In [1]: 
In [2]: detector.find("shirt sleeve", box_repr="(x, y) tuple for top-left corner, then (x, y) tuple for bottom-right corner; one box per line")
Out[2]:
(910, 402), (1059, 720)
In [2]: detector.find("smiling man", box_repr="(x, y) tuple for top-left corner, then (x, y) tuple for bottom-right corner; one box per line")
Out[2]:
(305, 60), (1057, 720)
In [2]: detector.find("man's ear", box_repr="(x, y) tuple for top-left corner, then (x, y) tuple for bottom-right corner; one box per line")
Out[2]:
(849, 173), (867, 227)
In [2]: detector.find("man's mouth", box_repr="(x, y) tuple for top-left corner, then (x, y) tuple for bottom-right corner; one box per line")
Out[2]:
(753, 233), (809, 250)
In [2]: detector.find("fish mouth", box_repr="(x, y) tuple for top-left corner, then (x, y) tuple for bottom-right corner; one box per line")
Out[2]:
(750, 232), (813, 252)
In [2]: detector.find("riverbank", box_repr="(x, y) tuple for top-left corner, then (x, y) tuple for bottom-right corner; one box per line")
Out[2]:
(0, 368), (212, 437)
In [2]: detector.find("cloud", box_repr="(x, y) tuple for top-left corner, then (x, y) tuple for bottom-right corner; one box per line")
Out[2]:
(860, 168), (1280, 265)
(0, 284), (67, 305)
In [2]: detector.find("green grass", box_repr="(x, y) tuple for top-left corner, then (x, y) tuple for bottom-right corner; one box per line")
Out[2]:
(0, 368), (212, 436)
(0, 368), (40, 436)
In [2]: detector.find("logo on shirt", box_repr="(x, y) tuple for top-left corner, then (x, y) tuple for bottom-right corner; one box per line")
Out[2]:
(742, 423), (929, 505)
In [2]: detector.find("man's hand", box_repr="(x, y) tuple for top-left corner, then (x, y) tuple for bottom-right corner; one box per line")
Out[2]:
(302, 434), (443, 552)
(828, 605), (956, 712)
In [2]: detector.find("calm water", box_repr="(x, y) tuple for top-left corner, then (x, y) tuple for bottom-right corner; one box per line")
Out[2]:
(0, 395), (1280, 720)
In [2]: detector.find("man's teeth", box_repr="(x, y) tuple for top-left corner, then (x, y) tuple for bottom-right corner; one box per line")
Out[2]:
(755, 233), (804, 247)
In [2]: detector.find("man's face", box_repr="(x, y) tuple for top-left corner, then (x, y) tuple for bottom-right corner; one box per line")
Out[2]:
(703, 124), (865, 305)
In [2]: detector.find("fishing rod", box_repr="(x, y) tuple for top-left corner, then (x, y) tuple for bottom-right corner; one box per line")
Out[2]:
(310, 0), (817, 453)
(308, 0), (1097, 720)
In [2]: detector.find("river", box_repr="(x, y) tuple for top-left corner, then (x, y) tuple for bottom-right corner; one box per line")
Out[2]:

Problem statement: Extract each entry in full, exactly as given.

Answer to this exercise:
In [1]: 
In [2]: detector.find("shirt sleeve", box_repr="(x, y) tuple for top-left corner, then (x, y) tuple for bottom-right corner; one box per line")
Out[2]:
(910, 402), (1059, 720)
In [2]: detector.find("smiling man", box_repr="(x, y) tuple for top-left corner, then (x, y) tuple for bottom-right corner; one box per line")
Out[2]:
(305, 60), (1057, 720)
In [2]: detector.find("man's ear", box_repr="(x, y) tuple for top-left corner, then (x, y) tuple for bottom-right corner; one box per line")
Out[2]:
(849, 173), (867, 227)
In [2]: detector.find("man's mouth", box_repr="(x, y) tuple for top-left corner, then (x, y) tuple for bottom-right corner; one box per line")
Out[2]:
(753, 233), (809, 250)
In [2]: detector.find("fish mouth", box_repr="(x, y) tuple for top-left corner, then (x, y) tuple for bottom-right corner; one box per line")
Out[2]:
(750, 232), (813, 252)
In [2]: detector.find("riverbank", box_repr="(x, y) tuple for top-left corner, then (x, y) tuple for bottom-right corner; one box per line")
Out[2]:
(0, 368), (212, 437)
In [2]: detector.find("cloud", box_repr="(x, y) tuple for top-left corner, then (x, y) tuple for bottom-right corner; one box per line")
Out[2]:
(860, 168), (1280, 265)
(0, 284), (67, 305)
In [2]: detector.find("green grass", box_repr="(x, y) tuple for top-left corner, then (x, y) tuple for bottom-right corner; one box per line")
Out[2]:
(0, 368), (212, 436)
(0, 368), (40, 436)
In [2]: detector.find("logo on shirt", box_repr="(x, y) tuple for top-left corner, then (x, y) tuple for bottom-right corner; one box per line")
Out[2]:
(742, 423), (929, 505)
In [2]: detector.find("man's hand", box_repr="(x, y) tuple for top-left corner, then (x, y) tuple for bottom-right corner; one box per line")
Out[2]:
(302, 434), (443, 552)
(828, 605), (956, 712)
In [2]: detector.find("calm water", box_repr="(x, y) tuple for top-left corner, then (x, y) tuple for bottom-right corner; one box per line")
Out[2]:
(0, 395), (1280, 720)
In [2]: detector.find("man's teeth", box_repr="(x, y) tuple for top-left corner, then (x, y) tuple for bottom-right corner; one box per line")
Out[2]:
(755, 233), (804, 247)
In [2]: detector.find("man's face", box_repr="(x, y) tuple for top-left corner, then (x, y) tuple for bottom-right corner; one box per line")
Out[2]:
(703, 124), (865, 305)
In [2]: detector.find("fishing rod", box_repr="(x, y) tuple for top-left corner, then (x, y) tuple for bottom-right corner; one box per line")
Out[2]:
(310, 0), (817, 453)
(308, 0), (1097, 720)
In [2]: detector.find("river", box_repr="(x, y) tuple for top-left corner, then (x, y) tuple for bottom-right corner; one box per line")
Out[2]:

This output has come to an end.